## [What is being asked]
Print the data below verbatim, minus images.

[Start of section]

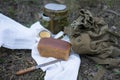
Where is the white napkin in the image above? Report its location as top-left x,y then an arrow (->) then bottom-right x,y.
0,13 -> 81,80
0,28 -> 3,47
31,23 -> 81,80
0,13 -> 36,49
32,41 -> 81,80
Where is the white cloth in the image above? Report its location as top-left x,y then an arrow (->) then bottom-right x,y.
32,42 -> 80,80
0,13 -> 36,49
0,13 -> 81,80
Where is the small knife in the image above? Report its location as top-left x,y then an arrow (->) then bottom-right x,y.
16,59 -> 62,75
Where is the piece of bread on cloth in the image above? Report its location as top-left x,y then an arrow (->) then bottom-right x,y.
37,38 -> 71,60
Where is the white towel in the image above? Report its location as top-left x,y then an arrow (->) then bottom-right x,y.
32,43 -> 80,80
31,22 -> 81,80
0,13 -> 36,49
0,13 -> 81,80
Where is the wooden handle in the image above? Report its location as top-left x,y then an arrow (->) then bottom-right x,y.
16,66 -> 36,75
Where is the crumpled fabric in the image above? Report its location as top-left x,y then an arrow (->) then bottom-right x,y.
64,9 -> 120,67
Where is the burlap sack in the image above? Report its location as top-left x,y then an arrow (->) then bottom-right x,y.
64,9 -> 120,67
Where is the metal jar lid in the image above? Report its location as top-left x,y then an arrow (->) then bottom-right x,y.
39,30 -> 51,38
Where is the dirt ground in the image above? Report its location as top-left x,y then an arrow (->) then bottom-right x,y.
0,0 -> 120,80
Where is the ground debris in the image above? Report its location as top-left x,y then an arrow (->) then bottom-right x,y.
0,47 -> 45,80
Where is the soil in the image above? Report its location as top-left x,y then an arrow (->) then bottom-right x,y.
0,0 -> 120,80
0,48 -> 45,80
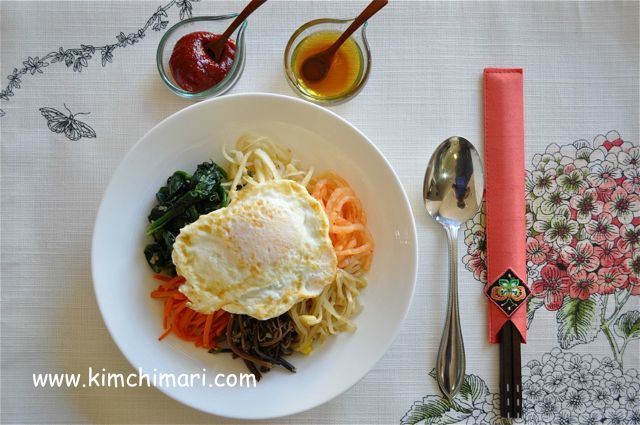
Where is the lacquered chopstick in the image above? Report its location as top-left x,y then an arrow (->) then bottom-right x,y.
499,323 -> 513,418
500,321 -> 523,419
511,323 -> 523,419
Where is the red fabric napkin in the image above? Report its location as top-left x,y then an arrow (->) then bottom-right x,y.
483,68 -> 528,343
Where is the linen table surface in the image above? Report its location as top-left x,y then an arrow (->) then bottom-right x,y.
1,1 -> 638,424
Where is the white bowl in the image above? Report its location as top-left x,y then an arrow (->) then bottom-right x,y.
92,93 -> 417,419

[End of section]

## [Final answer]
Where is the white napkin in the image above? Report its location as top-left x,y then an arrow (->) then bottom-right x,y.
0,13 -> 81,80
0,28 -> 3,47
31,23 -> 81,80
0,13 -> 36,49
32,41 -> 81,80
Where is the white cloth in the image above? Report its location as top-left x,y then an arrow (->) then bottom-right x,y.
32,42 -> 80,80
0,13 -> 36,49
0,13 -> 81,80
Where is the small knife in the image above? Report its location as top-left x,y then an arrow (->) then bottom-right x,y.
16,59 -> 62,75
Where is the piece of bread on cloth in the image above? Report its location as top-left x,y then an arrow (->) then bottom-right x,y.
37,38 -> 71,60
Where is the white towel in the image above? Report its location as top-left x,y then an arrow (->) then bottom-right x,y.
32,43 -> 80,80
31,22 -> 81,80
0,13 -> 36,49
0,13 -> 81,80
Where is the wooden handle in the image above? Report its location as top-left x,y then an arrow (->) then bottom-right x,y.
16,66 -> 36,75
Where is the crumpled fabric in the image above? Report its location as top-left x,y then an arrow (->) then bottom-right x,y.
64,9 -> 120,67
Where is the burlap sack in the image above? Report its location as top-left x,y then an arrow (->) then bottom-right x,y.
64,9 -> 120,67
Where is the metal jar lid in the image above? Report its location as top-left x,y then an arrow (->) then bottom-right x,y.
39,30 -> 51,38
Where is the dirt ground in the image above? Report its location as top-left x,y then an arrow (->) then bottom-right x,y.
0,0 -> 120,80
Where is the ground debris in the image above? Report its location as top-left x,y then an arrow (->) then bottom-right x,y.
0,47 -> 45,80
Where is the soil in the image above? Report its location as top-left x,y then an arrow (->) then bottom-right x,y.
0,0 -> 120,80
0,48 -> 45,80
Where is the lacquered chopstick in the image above? Report its location as top-left x,y then an arrow (->) then bottom-right x,y.
499,323 -> 513,418
500,321 -> 523,419
511,323 -> 523,419
Where is the red fabric napkin in the image above? Report its location as top-left x,y then an arrow (->) then bottom-right x,y.
483,68 -> 528,343
Where is the linen table surface in the image above? Report its location as top-left x,y then an arrow (->) then bottom-right x,y.
1,1 -> 638,424
Where is the white bowl in the image above? Report its location as top-left x,y then an arrow (->) then bottom-right x,y.
92,93 -> 417,419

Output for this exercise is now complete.